Text block —
*** Begin section ***

Mideo Cruz's sudden ascent to popularity (or notoriety) platform is...I can't even finish this sentence. Although, this ruckus has been going on for days too many I'm ashamed to say it is only now that I dared Google the "art" for myself. I've read news about it with ample description of the bold and the daring. I could only trust my mind to paint the picture for me. "I closed my eyes and all the world dropped dead," as Plath once wrote, but I didn't make the vision up inside my head. I feel sad for Mideo.

It is like he's been trying to speak to the world too long, but the world just wouldn't listen. His presence had to be acknowledged so he sat on an A-Bomb in the middle of the square. People stopped and paid attention, way too much attention.

In an interview with Reuters, he said his work “is about the worship of relics and how idolatry evolves through history and modern culture.” The medium that he produced for that message may be right but his message is wrong. No one worships relics but pagans. Thus, using Catholic symbols is inappropriate. Mr. Cruz needs to reach enlightenment before he can call a spiritual experience names. He needs to attain Nirvana before he can assign symbols to another's personal grace. Spirituality is an individual experience. It is not a concept drawn from several characteristics of specific samples.

This leads me to Leo Tolstoy's concept of "What is art."*

In 1898, Leo Tostoy wrote his major work on criticism, What Is Art?, as an attempt to define art in terms of his own Christian faith.

Tolstoy states that good art is a means of communication, of progress, and of the movement of humanity forward toward perfection (Smith and Parks, 677).

What Is Art? envisions a kind of art that is accessible and comprehensible to everyone, and that which unifies men into universal brotherhood. For this to materialize a work of art should evoke "infectiousness" to the reader. "The stronger the infection, the better is the art" (675).

According to Tolstoy, there are three conditions to the degree of the infectiousness of art. These are the individuality of the feeling transmitted, the clarity of expression and the sincerity of the artist. By individuality, he means, the more personal the feeling art transmits, the more strongly the reader relates to it. By the clarity of expression, he means that in the work, the reader finds for the first time the exact meaning and expression for the feeling he has long known and felt. Of the three conditions of infectiousness, the degree of sincerity in the artist is the most important. For when the receiver of the art feels that the artist himself is infected by his own work, and the artist creates art for himself and not only for others, the mental condition of the artist infects the receiver (677).

*** End section ***

Source material —
*** Begin section ***

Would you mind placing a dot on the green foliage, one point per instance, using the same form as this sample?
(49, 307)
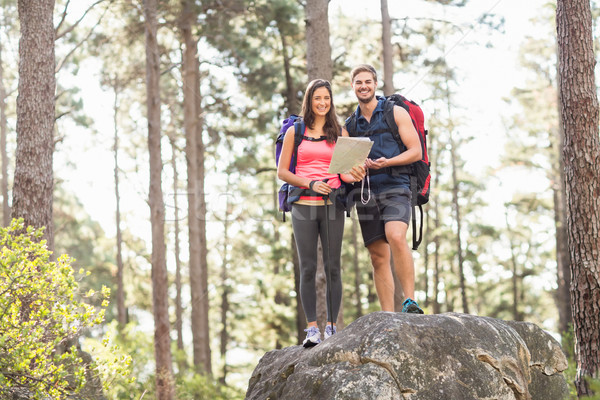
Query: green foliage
(41, 318)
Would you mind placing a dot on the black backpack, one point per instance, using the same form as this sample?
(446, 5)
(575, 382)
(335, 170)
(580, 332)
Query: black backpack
(419, 171)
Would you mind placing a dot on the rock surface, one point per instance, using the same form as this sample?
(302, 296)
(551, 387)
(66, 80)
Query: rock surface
(418, 357)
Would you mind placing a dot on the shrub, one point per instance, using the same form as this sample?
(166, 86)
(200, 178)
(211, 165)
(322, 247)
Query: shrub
(41, 318)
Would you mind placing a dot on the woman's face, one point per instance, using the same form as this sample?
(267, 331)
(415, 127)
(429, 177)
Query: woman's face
(321, 102)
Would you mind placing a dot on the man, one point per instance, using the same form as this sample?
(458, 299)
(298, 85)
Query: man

*** End section ***

Task instructions —
**a)** Please list the three conditions that, according to Tolstoy, determine how infectious art is, as given in the text on Mideo Cruz's art.
**b)** According to the text on Mideo Cruz's art, in what year did Leo Tolstoy write What Is Art?

Written answers —
**a)**
- The individuality of the feeling transmitted
- The clarity of expression
- The sincerity of the artist

**b)** 1898